──────── Quoted passage ────────

Dutch Brews and Beds – Beery overnight stays in the Netherlands
It is widely acknowledged that hops help you sleep. Putting that to the test, the number of places in the Netherlands to drink good beer and stay overnight has exploded…
It is widely acknowledged that hops help you sleep. Putting that to the test, the number of places in the Netherlands to drink good beer and stay overnight has exploded in recent years, from camping in a fort brewery to boutique B&B rooms in gleaming new brewpubs. Here are just a few suggestions for places to try.
Brouwhotel Parkzicht – Veendam
For many years, the quiet town of Veendam, tucked away in the northeast Netherlands, passed under most people’s radar, overshadowed as it was by its rambunctious near-neighbour Groningen. That changed in 2018, when Brouwhotel Parkzicht in the town centre acquired two distinctive glass brewing vessels from the former Graaf van Heumen brewery, and began producing its own Bogdike beer range.
You can try those beers (named, incidentally, for a local cultural society, and pronounced as in English) in the hotels sprawling complex of ground floor bars and dining rooms, or on the leafy terrace out front.
For a cultural diversion while in town, Veenkoloniaal Museum next door to the hotel tells the story of the Groningen Peat Colonies (‘veen’ is the Dutch word for peat bog): peat digging once took place in the area and was transported via the regional canal network aboard barges.
Erve Kots – Lievelde
For history in a hostelry head to Lievelde, a tiny hamlet deep in the rural Achterhoek, the largely rural so-called ‘Back Corner’ of the Netherlands that lies east of Arnhem and is enclosed on two sides by Germany.

──────── Material supplied ────────

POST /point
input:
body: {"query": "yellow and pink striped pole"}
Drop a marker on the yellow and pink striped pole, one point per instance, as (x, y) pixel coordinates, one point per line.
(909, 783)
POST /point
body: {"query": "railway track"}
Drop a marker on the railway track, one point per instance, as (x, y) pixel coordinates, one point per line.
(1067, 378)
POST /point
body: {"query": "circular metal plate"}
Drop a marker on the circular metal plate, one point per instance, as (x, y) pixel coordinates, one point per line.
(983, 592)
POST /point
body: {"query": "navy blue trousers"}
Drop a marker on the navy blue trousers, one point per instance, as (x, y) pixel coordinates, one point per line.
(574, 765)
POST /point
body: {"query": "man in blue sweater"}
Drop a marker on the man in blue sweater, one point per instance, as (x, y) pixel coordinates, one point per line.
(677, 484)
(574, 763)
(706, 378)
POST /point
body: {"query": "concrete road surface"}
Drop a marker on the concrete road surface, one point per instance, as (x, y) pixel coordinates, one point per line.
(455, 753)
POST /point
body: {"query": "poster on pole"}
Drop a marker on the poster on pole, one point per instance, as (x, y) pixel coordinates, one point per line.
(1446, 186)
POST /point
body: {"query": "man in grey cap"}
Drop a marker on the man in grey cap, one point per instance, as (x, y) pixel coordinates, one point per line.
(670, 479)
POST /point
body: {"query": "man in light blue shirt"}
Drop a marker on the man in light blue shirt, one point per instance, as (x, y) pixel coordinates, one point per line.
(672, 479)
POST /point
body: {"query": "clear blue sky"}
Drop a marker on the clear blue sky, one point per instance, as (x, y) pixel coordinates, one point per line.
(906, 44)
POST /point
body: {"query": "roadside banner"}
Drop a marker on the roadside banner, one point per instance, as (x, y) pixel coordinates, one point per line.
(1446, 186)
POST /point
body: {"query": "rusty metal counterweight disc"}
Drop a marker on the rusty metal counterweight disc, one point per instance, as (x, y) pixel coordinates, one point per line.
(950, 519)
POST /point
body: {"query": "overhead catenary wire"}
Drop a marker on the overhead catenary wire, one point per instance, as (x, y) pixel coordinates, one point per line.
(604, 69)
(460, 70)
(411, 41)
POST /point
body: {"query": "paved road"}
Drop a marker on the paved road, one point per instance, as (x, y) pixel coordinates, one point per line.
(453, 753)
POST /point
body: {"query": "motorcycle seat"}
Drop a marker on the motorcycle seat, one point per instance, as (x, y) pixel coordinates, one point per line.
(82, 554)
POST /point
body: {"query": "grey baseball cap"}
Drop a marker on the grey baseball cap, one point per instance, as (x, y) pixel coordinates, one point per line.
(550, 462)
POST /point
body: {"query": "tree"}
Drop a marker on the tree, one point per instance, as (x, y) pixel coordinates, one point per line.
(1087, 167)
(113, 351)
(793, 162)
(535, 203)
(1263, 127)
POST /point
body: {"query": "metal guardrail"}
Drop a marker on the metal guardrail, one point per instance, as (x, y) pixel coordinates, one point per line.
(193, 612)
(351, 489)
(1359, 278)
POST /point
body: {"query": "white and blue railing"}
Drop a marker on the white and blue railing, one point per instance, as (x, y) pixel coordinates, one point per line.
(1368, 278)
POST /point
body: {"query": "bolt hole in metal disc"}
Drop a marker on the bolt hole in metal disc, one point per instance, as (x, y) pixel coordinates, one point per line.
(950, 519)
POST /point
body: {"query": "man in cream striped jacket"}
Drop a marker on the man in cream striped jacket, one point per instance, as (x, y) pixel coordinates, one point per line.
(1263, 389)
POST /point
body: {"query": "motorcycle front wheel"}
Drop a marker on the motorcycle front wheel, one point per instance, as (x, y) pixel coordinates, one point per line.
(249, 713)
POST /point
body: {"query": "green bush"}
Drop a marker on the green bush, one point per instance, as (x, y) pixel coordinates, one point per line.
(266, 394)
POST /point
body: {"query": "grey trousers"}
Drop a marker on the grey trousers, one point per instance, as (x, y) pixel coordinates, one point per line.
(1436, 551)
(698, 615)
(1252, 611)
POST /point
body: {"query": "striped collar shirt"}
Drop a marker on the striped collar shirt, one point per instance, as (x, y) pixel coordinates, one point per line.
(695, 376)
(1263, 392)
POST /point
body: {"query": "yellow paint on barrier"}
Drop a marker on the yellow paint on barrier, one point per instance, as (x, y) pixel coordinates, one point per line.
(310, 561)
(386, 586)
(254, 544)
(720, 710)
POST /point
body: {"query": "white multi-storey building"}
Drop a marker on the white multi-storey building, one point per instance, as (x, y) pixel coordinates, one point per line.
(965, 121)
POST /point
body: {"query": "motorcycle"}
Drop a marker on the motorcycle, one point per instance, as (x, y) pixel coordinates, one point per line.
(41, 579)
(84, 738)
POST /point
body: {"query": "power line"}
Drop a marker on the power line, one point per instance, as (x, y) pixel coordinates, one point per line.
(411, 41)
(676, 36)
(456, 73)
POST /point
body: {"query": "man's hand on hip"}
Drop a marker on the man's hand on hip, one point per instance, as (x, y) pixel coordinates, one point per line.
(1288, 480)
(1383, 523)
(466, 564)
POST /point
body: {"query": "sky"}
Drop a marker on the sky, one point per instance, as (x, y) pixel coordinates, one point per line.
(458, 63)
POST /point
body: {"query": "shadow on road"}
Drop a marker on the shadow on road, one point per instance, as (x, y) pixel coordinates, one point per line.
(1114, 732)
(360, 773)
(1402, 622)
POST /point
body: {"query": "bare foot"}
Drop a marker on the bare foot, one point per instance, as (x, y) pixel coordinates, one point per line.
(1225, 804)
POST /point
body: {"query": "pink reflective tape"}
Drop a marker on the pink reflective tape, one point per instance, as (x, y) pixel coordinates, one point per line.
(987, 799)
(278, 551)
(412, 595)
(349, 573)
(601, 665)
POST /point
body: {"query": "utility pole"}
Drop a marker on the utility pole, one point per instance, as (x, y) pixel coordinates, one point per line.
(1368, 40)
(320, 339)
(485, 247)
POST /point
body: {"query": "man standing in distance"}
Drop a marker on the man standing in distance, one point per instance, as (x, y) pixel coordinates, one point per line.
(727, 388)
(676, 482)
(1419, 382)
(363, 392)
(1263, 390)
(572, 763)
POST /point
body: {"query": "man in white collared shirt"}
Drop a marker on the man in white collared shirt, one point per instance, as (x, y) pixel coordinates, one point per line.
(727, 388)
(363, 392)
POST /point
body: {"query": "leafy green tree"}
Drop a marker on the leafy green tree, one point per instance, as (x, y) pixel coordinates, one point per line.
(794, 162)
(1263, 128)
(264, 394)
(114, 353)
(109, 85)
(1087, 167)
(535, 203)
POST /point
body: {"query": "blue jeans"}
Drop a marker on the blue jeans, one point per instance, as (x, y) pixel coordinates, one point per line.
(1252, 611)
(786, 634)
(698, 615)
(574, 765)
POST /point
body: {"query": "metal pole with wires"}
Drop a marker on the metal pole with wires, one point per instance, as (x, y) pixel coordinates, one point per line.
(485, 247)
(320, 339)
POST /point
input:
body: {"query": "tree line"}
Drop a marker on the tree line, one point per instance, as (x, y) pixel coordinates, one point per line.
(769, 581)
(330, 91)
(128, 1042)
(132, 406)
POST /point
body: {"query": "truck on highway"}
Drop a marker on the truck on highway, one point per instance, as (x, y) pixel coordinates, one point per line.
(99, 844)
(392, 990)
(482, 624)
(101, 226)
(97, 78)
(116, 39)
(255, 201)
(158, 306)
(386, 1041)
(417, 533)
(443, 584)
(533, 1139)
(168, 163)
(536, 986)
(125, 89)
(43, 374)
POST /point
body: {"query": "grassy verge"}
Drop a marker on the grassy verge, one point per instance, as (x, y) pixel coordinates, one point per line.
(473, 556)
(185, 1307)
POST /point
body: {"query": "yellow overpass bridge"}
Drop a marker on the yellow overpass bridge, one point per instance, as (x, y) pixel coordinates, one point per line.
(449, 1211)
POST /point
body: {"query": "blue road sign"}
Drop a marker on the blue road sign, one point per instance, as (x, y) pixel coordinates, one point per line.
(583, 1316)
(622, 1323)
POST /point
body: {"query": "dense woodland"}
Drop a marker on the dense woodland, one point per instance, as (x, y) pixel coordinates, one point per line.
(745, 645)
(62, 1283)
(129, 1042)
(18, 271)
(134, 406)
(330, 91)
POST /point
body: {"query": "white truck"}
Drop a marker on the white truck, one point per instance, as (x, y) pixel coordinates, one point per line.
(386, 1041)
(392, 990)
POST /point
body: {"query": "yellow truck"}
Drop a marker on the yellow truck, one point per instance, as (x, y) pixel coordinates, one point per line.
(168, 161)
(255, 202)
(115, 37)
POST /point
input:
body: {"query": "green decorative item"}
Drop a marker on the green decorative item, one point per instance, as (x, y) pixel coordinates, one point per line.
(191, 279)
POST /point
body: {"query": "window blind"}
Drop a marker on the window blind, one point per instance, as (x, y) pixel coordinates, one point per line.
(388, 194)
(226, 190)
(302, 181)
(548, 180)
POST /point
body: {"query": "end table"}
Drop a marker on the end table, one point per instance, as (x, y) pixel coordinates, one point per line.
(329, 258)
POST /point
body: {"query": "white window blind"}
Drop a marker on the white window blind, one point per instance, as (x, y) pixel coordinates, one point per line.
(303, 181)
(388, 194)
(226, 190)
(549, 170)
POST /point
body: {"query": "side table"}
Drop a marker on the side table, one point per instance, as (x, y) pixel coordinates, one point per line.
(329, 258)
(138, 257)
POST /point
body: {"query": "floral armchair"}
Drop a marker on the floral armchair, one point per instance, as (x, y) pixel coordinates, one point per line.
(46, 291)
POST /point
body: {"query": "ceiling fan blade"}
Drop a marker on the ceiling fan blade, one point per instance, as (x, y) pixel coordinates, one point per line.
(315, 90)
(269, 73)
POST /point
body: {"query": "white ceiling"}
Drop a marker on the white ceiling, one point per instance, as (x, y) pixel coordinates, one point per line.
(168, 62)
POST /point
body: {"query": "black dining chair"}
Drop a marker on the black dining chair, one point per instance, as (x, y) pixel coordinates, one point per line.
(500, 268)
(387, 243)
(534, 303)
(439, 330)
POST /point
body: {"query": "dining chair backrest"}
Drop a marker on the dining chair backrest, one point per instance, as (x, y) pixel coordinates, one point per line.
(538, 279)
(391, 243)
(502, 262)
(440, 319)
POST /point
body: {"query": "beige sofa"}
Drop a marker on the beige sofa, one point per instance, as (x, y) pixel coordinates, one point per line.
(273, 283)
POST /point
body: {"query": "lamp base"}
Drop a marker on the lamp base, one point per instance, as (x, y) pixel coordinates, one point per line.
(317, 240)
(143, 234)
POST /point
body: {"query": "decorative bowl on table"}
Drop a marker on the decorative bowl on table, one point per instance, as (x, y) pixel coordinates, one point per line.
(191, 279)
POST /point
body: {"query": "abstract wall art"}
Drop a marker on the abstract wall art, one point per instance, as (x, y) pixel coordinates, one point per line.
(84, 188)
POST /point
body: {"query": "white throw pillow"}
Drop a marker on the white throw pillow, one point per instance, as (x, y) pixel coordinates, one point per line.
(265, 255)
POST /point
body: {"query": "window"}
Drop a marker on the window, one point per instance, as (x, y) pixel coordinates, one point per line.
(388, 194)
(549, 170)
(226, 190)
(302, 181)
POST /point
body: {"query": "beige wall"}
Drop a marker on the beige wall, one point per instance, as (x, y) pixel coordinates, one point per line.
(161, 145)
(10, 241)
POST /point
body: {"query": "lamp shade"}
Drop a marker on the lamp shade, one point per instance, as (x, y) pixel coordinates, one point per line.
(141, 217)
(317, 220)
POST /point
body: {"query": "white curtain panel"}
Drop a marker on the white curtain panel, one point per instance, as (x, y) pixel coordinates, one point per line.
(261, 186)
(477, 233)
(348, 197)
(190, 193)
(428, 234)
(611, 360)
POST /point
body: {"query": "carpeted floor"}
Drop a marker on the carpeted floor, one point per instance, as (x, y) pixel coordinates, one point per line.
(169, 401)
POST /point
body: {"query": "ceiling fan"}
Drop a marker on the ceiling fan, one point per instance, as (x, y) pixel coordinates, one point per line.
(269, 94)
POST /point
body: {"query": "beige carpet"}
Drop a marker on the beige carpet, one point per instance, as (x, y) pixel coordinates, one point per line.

────────

▶ Directions
1/ Copy word for word the part of the article on beer-and-bed stays in the Netherlands that opens with the words containing "Erve Kots –" and closes with "sides by Germany.".
2/ Summarize the article on beer-and-bed stays in the Netherlands in three sentences.

▶ Task-by-task solutions
1/
Erve Kots – Lievelde
For history in a hostelry head to Lievelde, a tiny hamlet deep in the rural Achterhoek, the largely rural so-called ‘Back Corner’ of the Netherlands that lies east of Arnhem and is enclosed on two sides by Germany.

2/ The number of places in the Netherlands where you can drink good beer and stay overnight has exploded in recent years, ranging from camping in a fort brewery to boutique B&B rooms in new brewpubs. In Veendam, Brouwhotel Parkzicht began producing its own Bogdike beers in 2018 after acquiring two glass brewing vessels, and the Veenkoloniaal Museum next door tells the story of the Groningen Peat Colonies. For history in a hostelry, the article points to Erve Kots in Lievelde, a tiny hamlet in the rural Achterhoek east of Arnhem.